=== Aufgabe ===
Seit wann war der Vogelsaal laut dem Textauszug noch nie der Öffentlichkeit zugänglich?

=== Ausgewählter Textauszug ===

· · ·

Eine Wohltat werde es schon sein, wenn man die beiden großzügig geschwungenen Treppenhäuser, die alle Säle verbinden, endlich öffnen könne. „Es ist ja ein Tageslichthaus, gebaut, um ohne Elektrizität zu funktionieren.“ Licht und luftig sei das schwere Haus dadurch, mit riesigen Oberlichtern. Das könne man jetzt kaum wahrnehmen, verkörpere aber genialerweise auch noch die Werte Transparenz und Partizipation. Eine Architektur gewordene Antwort auf ein gesellschaftliches Bedürfnis unserer Zeit!

Keine Angst vor Nullen

Staub und Schnäbel. Den Vogelsaal hat seit der Museumseröffnung 1889 kein Besucher betreten.
Staub und Schnäbel. Den Vogelsaal hat seit der Museumseröffnung 1889 kein Besucher betreten.

© Thilo Rückeis

Dann öffnet er die Tür zum „Vogelsaal“. Seit der Eröffnung des Museums 1889 war er noch niemals der Öffentlichkeit zugänglich, das soll sich mit der Sanierung ändern: „250 000 Vögel haben wir hier. Und dann noch mich und meine Frau.“

Der Direktor kann es nicht lassen. Er läuft nun schon exakt 55 Jahre mit diesem Nachnamen durch die Welt, aber Johannes Vogel ist die größte Schleuder von Vogel-Metaphern. Von den Millionen lässt er sich „beflügeln“.

· · ·

=== Datenauszüge ===
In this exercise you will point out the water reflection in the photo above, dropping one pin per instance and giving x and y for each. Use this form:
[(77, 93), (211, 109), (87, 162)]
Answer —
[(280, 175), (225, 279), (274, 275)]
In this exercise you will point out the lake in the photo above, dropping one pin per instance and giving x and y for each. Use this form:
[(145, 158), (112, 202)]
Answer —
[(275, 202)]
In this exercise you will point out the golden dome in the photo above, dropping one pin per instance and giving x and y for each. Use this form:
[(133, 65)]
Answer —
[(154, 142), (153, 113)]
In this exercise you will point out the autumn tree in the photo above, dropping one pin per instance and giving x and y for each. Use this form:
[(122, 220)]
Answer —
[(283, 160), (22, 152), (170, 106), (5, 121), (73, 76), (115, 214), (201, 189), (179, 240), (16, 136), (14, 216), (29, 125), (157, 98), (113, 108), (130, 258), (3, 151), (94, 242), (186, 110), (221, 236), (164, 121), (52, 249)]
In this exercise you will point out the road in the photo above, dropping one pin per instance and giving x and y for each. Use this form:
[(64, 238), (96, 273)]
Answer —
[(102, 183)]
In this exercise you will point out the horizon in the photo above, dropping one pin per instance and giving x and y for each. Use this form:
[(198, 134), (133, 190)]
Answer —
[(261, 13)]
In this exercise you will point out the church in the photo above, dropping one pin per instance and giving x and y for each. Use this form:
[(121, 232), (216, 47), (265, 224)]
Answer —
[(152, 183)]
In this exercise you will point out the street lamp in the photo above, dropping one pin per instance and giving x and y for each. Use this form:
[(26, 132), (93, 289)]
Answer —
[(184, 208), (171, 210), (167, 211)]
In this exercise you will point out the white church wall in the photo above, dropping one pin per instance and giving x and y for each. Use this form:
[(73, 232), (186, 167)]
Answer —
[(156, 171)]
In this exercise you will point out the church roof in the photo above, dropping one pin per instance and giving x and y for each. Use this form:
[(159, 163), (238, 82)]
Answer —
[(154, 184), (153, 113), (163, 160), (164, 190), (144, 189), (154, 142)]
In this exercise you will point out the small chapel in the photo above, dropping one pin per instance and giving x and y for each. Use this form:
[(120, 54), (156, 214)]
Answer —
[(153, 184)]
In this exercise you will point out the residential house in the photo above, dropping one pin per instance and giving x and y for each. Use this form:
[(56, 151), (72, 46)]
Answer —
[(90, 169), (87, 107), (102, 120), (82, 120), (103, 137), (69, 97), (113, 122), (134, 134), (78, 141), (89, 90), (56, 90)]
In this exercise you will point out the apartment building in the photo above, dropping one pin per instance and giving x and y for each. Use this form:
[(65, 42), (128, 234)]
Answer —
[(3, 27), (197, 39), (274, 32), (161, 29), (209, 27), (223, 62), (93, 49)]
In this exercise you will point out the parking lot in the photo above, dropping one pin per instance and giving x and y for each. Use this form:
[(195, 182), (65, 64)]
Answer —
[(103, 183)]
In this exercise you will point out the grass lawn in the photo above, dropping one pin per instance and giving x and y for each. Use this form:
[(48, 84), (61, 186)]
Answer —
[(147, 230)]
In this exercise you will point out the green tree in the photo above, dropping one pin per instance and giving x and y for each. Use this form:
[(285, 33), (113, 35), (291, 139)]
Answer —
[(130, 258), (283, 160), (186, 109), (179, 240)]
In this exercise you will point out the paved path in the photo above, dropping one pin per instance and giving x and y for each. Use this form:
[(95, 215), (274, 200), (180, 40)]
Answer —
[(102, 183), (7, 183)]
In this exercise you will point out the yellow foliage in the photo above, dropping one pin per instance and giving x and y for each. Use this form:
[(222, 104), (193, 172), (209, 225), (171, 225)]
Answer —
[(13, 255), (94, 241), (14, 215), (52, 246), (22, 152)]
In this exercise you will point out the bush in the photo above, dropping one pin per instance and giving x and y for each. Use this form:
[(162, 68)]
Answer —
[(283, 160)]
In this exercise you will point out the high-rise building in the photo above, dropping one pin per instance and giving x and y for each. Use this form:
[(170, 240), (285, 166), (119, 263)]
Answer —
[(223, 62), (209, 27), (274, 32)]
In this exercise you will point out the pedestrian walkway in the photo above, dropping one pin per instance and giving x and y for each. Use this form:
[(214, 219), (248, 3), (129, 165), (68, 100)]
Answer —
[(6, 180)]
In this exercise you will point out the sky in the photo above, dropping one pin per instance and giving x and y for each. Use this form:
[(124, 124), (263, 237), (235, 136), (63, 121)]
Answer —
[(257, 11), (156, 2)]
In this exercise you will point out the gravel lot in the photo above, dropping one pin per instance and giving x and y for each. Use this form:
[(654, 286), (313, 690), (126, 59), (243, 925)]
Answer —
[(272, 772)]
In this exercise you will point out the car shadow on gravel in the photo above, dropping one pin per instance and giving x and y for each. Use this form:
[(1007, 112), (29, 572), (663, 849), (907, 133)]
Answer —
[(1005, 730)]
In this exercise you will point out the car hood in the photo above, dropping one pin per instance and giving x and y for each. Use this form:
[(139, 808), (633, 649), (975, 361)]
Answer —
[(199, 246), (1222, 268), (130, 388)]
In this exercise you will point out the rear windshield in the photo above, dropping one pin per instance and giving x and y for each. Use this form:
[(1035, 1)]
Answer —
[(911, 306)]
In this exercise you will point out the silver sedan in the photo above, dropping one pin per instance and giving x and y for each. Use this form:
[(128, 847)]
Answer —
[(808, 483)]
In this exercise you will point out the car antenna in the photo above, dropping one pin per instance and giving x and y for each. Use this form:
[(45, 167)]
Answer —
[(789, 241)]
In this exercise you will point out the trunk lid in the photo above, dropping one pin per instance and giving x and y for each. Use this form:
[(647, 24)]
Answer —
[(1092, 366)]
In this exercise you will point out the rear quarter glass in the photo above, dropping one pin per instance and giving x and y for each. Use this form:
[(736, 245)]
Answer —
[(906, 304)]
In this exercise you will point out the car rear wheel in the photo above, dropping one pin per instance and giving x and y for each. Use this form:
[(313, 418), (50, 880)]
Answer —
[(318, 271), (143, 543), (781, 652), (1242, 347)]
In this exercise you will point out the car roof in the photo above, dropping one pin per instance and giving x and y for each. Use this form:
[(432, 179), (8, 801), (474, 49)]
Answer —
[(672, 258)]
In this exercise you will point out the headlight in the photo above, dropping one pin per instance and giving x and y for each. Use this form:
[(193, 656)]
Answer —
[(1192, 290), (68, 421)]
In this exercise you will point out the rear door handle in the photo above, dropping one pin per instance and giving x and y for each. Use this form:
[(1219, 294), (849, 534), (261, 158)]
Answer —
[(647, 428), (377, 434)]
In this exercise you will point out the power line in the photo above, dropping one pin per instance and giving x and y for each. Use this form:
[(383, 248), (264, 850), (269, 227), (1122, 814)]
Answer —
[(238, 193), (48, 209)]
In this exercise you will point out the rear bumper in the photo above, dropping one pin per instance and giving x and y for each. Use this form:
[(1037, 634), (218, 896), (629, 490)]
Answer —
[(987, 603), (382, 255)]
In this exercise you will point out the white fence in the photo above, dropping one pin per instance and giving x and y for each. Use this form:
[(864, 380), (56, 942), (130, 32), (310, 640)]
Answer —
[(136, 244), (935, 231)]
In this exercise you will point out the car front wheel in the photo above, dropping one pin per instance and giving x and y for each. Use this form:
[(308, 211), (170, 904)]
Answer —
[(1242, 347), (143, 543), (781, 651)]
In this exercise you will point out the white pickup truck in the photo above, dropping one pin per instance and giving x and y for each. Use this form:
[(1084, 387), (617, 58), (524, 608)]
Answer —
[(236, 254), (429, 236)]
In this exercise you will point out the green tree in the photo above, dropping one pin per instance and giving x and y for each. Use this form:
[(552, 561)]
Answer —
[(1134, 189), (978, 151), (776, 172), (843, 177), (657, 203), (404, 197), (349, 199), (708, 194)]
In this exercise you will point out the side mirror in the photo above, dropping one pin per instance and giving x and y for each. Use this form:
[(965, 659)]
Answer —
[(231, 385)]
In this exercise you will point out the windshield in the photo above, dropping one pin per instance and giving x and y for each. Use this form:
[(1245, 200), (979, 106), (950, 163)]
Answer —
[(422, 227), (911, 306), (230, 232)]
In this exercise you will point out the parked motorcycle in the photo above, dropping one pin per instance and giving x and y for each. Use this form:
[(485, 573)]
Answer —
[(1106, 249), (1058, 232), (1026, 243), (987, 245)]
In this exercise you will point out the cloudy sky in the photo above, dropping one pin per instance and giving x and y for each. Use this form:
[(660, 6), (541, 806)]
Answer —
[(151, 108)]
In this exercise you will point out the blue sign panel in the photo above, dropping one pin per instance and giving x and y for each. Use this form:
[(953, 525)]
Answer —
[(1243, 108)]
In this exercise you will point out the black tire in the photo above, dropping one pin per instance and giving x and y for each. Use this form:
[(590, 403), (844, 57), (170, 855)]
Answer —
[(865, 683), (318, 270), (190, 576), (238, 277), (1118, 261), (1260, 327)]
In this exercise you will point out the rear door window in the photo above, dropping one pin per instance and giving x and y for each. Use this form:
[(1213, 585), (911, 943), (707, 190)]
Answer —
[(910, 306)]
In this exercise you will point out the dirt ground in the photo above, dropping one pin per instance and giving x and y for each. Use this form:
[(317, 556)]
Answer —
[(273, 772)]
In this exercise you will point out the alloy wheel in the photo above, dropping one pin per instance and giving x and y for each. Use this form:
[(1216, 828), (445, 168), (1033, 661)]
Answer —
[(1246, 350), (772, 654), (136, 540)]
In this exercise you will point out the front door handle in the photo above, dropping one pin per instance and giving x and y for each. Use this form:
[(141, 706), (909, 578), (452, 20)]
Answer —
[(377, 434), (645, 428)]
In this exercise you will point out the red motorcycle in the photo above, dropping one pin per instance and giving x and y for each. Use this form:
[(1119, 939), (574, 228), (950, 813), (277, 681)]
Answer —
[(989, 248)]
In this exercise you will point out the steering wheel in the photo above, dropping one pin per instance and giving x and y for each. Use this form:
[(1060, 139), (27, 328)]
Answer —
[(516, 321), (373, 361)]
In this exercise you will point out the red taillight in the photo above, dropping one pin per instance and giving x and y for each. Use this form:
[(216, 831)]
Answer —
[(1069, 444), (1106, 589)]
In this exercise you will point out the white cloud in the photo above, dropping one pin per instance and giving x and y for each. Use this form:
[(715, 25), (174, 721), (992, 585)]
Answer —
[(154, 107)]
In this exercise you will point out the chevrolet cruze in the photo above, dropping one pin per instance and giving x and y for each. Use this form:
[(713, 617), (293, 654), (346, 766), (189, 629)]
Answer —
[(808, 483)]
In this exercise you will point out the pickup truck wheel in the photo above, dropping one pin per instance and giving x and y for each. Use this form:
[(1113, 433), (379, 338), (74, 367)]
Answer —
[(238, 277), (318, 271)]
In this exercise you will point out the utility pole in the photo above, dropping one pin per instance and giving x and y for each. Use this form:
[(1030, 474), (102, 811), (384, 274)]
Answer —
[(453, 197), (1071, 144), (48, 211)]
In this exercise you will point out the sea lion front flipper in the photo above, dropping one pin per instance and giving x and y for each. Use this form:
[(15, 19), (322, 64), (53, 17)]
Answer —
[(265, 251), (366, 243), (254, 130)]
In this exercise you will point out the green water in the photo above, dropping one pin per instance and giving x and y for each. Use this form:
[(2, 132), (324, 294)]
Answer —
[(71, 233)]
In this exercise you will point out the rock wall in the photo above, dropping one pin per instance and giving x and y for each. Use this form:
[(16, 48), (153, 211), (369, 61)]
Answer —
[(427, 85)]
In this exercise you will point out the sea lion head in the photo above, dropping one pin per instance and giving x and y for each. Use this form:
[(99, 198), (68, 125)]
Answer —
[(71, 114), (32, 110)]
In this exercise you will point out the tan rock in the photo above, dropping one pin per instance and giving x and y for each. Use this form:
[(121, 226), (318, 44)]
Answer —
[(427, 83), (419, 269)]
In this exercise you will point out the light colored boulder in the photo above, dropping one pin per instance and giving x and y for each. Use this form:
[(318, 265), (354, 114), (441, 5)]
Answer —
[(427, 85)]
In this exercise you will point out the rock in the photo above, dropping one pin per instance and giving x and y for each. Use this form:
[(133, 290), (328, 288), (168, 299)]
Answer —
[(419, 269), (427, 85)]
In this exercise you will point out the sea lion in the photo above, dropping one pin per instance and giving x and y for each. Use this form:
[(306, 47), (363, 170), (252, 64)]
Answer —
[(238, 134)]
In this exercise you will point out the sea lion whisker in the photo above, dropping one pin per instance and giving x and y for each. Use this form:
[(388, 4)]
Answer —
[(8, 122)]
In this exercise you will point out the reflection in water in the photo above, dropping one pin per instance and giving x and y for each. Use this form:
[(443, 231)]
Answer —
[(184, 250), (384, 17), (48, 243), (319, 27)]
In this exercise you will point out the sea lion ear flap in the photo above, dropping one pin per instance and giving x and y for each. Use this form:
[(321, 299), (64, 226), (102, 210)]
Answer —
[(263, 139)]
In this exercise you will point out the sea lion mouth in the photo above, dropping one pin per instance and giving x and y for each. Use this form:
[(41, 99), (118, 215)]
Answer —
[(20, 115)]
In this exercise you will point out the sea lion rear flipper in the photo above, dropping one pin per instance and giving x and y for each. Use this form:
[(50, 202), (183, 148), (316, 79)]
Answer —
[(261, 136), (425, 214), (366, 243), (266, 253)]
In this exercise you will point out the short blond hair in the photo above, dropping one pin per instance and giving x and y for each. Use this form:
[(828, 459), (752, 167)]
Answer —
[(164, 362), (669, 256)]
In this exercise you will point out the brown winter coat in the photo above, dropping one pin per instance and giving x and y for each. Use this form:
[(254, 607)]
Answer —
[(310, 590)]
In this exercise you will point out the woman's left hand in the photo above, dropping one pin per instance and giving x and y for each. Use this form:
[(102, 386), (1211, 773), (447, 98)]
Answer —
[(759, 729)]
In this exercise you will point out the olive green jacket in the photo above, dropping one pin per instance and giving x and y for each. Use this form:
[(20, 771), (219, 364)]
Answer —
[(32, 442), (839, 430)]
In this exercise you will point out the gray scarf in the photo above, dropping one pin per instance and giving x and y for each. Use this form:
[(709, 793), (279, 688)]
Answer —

· · ·

=== Ihre Lösung ===
Seit der Eröffnung des Museums 1889.